* **SHORT TASK 1**
In the footballer profile below, which club did Babul leave to join Abahani in 1977?
* **SHORT TASK 2**
Please mark each statement yes or no against the footballer profile below, quoting the words of the profile that decide it: (a) Babul played as an attacking midfielder. (b) Abahani won the final match of the season against BJMC. (c) Sepid-Rud beat Abahani 2–0 in the Aga Khan Gold Cup semifinal.

-- Start of DOCUMENT EXCERPT --

Khurshid Alam Babul is a prominent ex-Bangladeshi footballer of the 1970 and the 80s.  An attacking midfielder he achieved most of his laurels while playing for Abahani KC in the Dhaka League during his 10-year spell with the club starting in 1977.
He won league titles with Abahani in 1977, 1981, 1983, 1984 and 1985. In 1987 he won the title with MSC. Thus he jloined an elite list of players who had won the Dhaka league title both the giants. He was a prominent footballer for the Bangladesh national football team during the early years of football in the country.

Success with Abahani
In 1977. Babul joined Abahani from Victoria SC. In the 4-2-4 system, he formed an midfield duo with Amalesh Sen. Monwar Hossain Nannu, generally regarded as the best creative midlfielder of the country during the first half of the 1970, had moved to the role of a central defender following a serious injury. 
Abahani enjoyed a memorable season as they won the league title remaining unbeaten throughout the league season. Later in the season they reached the SF of the Aga Khan Gold Cup, but lost 2–0 to the eventual champions Sepid-Rud club of Iran.
Overall, Babul won Dhaka League title with Abahani in 1977, 1981, 193, 1984,1985. He was the successful captain of the Abahani that won the 1981 league title. Abahnai remained unbeaten in the league till the final match of the season. With the title already won they lost the final match of the season 1–0 to BJMC. Winger Basudev scored the only goal of the match.

-- End of DOCUMENT EXCERPT --
-- Start of PROVIDED INFORMATION --

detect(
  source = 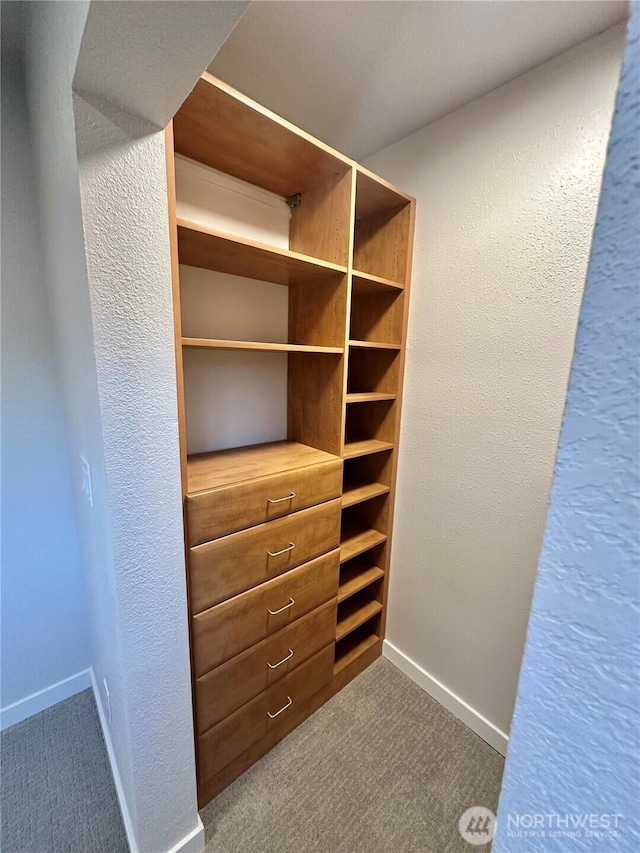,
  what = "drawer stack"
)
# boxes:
[186,441,342,801]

-- End of PROVIDED INFORMATION --

* **ANSWER 1**
Victoria SC

* **ANSWER 2**
(a) Yes: "An attacking midfielder he achieved most of his laurels while playing for Abahani KC"
(b) No: "they lost the final match of the season 1–0 to BJMC"
(c) Yes: "lost 2–0 to the eventual champions Sepid-Rud club of Iran"